[TEXT SECTION]:
I really enjoy sparring with people that have different MA backgrounds. This can only help if done with the right intention. I do not compete in Aikido however, because even at the highest level of training you cannot execute the techniques you might really want to without causing serious injury.

When competing in boxing for example, I pull out all the stops. The idea is to dominate your opponent from the start and knock him out. That's the name of the game. This means I can use ANY "Boxing" technique in my toolbox to accomplish this goal. I'm giving 100% and hopefully my opponent is also. We both accept the risk of injury here. Yes, there are rules in boxing as well however, the rules here do not prevent me from executing ANY of my "boxing" techniques. The same cannot be said for martial arts competition.

[Position identification records]:
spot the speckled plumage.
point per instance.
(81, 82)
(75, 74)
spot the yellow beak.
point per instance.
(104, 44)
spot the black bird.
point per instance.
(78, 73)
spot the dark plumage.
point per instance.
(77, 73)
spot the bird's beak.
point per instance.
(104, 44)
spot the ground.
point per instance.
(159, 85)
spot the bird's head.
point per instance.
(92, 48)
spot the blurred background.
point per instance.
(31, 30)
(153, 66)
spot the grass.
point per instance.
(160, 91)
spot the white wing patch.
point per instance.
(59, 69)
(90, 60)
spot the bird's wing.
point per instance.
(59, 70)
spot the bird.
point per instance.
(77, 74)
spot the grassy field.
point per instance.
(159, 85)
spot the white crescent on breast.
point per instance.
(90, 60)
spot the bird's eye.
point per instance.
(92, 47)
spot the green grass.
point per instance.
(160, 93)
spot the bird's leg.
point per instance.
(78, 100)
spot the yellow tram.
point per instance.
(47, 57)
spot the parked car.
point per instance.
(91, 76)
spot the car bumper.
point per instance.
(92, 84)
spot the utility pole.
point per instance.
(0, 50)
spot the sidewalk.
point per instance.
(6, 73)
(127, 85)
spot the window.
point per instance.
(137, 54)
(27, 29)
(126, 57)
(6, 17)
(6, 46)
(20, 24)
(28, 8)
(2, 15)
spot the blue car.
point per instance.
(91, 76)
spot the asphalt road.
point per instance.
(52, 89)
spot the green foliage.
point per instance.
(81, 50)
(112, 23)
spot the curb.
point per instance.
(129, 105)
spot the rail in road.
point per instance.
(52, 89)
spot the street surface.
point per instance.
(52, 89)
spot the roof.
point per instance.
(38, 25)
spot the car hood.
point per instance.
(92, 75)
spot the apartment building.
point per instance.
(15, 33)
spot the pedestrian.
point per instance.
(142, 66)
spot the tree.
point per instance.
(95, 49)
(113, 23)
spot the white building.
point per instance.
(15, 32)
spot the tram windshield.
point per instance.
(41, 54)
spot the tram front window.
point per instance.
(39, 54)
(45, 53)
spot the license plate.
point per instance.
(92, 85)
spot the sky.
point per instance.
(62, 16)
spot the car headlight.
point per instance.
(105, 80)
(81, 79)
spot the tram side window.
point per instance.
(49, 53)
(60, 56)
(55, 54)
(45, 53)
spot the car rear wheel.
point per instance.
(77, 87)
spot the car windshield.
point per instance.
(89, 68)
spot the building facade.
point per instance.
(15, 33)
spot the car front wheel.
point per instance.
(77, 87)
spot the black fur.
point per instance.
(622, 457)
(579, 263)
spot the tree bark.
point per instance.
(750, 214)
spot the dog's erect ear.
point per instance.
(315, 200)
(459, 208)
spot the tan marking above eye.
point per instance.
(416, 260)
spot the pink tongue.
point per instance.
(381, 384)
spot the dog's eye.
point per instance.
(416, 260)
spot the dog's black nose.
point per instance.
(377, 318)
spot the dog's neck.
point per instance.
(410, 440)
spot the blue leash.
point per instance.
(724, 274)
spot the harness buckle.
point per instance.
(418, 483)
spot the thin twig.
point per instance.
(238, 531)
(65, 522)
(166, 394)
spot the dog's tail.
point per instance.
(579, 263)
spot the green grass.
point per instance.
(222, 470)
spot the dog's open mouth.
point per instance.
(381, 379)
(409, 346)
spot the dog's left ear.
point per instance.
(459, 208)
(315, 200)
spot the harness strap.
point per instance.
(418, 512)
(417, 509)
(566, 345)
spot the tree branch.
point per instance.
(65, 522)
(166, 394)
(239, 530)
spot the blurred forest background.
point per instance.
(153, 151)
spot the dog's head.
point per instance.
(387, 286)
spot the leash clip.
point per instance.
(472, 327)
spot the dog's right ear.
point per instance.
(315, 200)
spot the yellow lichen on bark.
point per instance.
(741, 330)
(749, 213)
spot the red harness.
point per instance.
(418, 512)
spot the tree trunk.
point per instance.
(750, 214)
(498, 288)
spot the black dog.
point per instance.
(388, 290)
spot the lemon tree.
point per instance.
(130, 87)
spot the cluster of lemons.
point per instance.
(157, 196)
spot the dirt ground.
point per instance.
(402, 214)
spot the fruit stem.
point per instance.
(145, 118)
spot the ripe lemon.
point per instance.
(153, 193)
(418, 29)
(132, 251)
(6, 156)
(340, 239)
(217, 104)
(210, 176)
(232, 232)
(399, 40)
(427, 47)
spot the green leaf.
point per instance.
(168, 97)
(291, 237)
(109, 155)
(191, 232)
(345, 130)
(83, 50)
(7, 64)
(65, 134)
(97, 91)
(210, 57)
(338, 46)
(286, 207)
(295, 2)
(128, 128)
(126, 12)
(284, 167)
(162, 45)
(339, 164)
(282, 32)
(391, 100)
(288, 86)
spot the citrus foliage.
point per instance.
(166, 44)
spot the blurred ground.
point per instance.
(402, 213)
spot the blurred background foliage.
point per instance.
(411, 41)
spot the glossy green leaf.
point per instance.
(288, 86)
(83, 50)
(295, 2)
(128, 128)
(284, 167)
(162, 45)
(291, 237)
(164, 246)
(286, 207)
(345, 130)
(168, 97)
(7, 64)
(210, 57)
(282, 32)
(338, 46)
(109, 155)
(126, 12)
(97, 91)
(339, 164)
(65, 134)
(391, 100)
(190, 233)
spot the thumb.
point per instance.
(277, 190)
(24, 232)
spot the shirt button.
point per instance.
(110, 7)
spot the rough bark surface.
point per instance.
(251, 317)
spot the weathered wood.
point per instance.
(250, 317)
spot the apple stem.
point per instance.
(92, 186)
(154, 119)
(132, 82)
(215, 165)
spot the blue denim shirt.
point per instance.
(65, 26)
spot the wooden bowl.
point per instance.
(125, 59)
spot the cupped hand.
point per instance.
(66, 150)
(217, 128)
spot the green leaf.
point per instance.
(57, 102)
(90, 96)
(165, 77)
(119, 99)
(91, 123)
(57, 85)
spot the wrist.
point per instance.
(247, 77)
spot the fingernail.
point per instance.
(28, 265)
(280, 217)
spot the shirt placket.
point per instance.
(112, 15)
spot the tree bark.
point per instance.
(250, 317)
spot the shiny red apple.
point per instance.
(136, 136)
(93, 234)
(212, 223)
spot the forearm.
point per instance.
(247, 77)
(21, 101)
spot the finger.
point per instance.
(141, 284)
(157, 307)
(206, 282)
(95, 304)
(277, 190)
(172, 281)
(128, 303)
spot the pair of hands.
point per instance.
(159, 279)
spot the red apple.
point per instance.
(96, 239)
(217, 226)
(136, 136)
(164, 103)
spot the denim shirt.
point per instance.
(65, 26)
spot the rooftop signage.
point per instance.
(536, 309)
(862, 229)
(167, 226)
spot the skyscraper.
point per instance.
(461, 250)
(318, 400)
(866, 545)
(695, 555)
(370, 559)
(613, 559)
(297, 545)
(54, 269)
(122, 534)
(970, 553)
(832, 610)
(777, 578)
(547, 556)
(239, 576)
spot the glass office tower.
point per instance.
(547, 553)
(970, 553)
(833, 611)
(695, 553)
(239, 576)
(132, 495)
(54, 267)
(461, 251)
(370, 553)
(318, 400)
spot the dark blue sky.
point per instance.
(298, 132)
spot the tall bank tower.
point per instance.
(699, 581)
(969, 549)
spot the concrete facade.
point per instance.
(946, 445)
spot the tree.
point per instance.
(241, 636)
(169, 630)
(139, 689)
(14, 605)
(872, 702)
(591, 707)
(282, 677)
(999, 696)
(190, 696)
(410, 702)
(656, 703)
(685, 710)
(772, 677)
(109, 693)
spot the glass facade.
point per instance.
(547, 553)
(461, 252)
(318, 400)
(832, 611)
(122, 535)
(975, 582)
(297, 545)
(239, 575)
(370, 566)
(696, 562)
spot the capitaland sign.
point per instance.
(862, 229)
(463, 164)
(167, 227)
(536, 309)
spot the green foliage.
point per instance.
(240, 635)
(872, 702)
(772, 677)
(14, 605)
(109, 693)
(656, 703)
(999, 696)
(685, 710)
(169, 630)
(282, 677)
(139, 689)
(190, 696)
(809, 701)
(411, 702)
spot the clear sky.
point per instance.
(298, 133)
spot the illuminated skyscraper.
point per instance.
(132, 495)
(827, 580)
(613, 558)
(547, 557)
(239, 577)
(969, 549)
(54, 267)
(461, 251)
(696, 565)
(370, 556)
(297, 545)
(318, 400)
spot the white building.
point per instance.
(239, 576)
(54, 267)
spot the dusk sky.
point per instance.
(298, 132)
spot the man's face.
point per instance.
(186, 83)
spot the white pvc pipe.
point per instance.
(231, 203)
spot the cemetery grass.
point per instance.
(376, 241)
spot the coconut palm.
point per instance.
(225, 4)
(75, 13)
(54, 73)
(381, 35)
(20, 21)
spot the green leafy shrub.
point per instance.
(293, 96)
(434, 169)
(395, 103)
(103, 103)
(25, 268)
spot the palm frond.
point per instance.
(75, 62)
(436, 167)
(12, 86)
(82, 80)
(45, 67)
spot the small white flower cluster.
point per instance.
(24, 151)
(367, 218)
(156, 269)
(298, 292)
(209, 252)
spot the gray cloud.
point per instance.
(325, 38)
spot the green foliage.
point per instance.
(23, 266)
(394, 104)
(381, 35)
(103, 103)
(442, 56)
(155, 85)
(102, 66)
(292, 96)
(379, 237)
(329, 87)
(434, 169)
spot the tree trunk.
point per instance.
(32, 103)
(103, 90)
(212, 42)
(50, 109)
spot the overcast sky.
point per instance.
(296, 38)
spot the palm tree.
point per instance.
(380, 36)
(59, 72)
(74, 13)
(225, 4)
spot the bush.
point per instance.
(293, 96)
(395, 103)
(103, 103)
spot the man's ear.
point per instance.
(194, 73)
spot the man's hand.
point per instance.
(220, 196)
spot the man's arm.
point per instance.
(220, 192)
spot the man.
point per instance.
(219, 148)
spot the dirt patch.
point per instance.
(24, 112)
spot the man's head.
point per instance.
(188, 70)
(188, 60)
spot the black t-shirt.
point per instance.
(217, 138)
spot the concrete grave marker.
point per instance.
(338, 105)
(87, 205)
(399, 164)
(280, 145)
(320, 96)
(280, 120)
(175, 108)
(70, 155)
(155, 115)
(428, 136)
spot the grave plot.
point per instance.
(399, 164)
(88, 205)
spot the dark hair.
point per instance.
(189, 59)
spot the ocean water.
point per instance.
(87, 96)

[COMPLETE THE FOLLOWING]:
1. In the passage on sparring, why does the writer not compete in Aikido?
2. How many lines of the entries contain the string "front"? Case counts. Give only the number.

[ANSWERS IN ORDER]:
1. Even at the highest level of training, you cannot execute the techniques you might really want to without causing serious injury.

2. 2